__Texte à lire__:
⟨
Concepteur de la future écocité du Jardin des Maraîchers à Dijon et du nouveau ministère de la Défense Balard à Paris, l’architecte-urbaniste Nicolas Michelin vient de publier le Manifeste A. Une contribution qui décoiffe ! Il faut dire qu’il dénonce « la prégnance des logiques financières » dans la construction et qu’il prône « une nouvelle fabrication de la ville ». Interview vérité…
Dans votre Manifeste A, vous évoquez le « mécontentement grandissant vis-à-vis de ce qui se construit en France ». N’est-ce pas exagéré ?
Nicolas Michelin : « Ce mécontentement se constate à toutes les échelles : que ce soit les mairies, les aménageurs, les architectes-urbanistes, les promoteurs… C’est un système qui n’est pas encore à bout de souffle mais qui est mis à mal par l’emprise financière. La construction est devenue un produit capitalisé. La méthode, en terme de ZAC, d’éco-quartiers dorénavant, n’est pas assez souvent satisfaisante parce qu’elle produit des choses inadaptées. Chacun se plaint dans son coin et jamais personne ne regarde l’ensemble de la chaîne ».
Pourquoi, selon vous, en est-on arrivé là ?
⟩
__Listing affiché__:
⟨
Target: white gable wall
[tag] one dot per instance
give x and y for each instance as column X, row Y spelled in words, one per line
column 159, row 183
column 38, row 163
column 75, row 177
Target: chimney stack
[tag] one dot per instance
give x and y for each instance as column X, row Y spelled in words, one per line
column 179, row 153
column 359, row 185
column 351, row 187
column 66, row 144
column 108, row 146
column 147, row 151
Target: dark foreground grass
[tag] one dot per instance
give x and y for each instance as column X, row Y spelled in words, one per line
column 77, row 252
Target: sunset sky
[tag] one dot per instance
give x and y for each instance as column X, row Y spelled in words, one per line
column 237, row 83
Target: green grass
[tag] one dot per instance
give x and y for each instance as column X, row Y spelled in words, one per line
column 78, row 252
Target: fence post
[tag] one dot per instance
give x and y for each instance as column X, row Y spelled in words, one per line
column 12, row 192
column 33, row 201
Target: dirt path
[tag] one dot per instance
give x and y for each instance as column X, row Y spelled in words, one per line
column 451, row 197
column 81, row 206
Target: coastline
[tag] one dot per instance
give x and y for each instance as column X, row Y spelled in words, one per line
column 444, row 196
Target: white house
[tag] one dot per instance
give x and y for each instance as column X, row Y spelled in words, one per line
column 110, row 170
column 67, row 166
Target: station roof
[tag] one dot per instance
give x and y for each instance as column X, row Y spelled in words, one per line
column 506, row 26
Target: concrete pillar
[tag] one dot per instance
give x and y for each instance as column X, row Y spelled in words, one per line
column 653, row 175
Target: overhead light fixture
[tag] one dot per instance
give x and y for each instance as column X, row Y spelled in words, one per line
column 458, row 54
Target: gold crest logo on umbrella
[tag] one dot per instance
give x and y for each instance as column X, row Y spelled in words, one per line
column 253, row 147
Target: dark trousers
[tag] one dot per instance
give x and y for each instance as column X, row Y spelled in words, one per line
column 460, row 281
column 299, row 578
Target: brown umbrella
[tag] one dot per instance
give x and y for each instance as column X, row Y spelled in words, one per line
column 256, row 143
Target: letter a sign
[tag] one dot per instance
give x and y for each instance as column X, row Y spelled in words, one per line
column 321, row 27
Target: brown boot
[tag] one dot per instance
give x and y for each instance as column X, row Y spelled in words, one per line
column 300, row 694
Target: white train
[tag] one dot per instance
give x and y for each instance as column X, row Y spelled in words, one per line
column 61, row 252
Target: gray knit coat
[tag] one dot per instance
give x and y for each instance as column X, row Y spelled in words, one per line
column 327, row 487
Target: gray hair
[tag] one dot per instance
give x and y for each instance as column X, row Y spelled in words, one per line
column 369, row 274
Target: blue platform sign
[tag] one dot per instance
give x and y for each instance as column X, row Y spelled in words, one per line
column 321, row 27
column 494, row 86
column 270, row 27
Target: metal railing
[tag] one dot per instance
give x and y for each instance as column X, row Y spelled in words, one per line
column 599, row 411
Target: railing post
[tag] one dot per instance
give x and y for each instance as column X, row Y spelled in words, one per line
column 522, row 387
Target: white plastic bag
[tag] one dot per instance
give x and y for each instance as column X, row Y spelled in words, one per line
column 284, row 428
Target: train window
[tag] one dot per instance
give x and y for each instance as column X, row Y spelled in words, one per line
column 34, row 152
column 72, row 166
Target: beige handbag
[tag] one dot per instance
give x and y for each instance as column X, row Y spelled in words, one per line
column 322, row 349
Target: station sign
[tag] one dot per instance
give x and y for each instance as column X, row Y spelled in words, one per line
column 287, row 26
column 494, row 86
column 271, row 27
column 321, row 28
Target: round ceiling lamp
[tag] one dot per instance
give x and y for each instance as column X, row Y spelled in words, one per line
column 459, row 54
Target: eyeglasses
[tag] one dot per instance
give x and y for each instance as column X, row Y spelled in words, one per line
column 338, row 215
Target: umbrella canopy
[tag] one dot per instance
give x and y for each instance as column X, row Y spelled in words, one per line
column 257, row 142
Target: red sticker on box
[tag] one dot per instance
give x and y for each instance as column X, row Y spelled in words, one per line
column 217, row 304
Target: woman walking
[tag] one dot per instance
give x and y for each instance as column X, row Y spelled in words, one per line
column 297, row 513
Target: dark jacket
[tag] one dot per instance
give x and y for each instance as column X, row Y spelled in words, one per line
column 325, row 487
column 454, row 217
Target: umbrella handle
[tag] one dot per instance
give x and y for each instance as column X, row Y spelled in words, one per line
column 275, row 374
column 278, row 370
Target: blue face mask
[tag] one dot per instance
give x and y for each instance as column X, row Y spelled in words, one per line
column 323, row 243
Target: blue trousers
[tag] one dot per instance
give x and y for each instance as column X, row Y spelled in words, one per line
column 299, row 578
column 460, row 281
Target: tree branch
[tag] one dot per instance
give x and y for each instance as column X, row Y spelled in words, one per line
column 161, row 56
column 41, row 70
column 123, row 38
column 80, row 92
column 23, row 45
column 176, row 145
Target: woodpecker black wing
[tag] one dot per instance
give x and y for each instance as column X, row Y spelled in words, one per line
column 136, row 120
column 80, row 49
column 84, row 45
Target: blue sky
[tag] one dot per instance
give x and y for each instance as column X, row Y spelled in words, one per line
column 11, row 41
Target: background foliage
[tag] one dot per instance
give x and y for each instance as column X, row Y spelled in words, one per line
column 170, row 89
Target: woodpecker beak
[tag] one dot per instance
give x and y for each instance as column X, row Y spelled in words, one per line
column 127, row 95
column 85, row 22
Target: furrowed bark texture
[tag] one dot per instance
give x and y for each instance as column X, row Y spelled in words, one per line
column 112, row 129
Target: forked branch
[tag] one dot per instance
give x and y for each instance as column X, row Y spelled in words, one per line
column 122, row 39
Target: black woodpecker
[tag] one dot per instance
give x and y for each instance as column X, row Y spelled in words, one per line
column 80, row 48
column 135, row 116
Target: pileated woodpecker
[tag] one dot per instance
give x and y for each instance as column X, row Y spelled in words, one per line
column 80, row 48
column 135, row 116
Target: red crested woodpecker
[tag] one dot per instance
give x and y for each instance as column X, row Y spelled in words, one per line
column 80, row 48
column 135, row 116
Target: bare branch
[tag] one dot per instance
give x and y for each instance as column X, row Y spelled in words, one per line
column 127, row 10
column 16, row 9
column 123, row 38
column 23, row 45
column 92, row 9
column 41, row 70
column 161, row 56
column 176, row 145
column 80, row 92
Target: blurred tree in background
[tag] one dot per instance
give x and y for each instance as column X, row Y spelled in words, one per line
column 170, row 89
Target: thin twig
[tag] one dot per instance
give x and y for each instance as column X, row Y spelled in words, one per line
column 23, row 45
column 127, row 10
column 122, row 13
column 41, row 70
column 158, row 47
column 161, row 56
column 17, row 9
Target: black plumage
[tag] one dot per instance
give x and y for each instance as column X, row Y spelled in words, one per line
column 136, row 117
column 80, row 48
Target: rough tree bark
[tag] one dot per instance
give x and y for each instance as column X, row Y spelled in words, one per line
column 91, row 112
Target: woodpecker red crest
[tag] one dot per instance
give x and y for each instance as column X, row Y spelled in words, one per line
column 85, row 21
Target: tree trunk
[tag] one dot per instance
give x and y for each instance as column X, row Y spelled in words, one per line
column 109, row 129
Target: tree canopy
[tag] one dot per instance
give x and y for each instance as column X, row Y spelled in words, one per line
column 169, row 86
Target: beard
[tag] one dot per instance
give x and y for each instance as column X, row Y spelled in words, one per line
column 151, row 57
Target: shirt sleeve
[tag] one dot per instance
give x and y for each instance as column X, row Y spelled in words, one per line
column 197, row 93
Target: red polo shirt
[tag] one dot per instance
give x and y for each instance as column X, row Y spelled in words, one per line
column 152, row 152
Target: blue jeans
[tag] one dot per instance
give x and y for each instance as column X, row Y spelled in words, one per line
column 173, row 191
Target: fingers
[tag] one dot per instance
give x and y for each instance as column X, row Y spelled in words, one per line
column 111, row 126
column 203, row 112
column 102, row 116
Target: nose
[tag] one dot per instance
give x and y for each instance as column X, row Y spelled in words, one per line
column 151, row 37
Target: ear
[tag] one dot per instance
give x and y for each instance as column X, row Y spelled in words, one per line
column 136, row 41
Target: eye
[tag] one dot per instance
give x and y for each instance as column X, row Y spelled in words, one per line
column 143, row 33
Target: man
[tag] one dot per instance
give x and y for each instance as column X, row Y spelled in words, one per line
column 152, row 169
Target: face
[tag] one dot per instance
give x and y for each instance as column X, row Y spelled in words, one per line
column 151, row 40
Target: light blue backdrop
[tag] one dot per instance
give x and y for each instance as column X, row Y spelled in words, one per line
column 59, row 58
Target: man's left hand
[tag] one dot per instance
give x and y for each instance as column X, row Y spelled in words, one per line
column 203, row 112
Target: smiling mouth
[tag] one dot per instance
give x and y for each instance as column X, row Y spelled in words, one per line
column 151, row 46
⟩
__Consignes__:
[A] Reproduisez à l'identique le passage de l'entretien avec Nicolas Michelin qui va de « Concepteur de la » à « pas exagéré ? ».
[B] Dans l'entretien avec Nicolas Michelin, énumérez tous les acteurs chez qui, selon lui, le mécontentement se constate.

__Corrigé__:
[A]
Concepteur de la future écocité du Jardin des Maraîchers à Dijon et du nouveau ministère de la Défense Balard à Paris, l’architecte-urbaniste Nicolas Michelin vient de publier le Manifeste A. Une contribution qui décoiffe ! Il faut dire qu’il dénonce « la prégnance des logiques financières » dans la construction et qu’il prône « une nouvelle fabrication de la ville ». Interview vérité…
Dans votre Manifeste A, vous évoquez le « mécontentement grandissant vis-à-vis de ce qui se construit en France ». N’est-ce pas exagéré ?

[B] Les mairies, les aménageurs, les architectes-urbanistes et les promoteurs.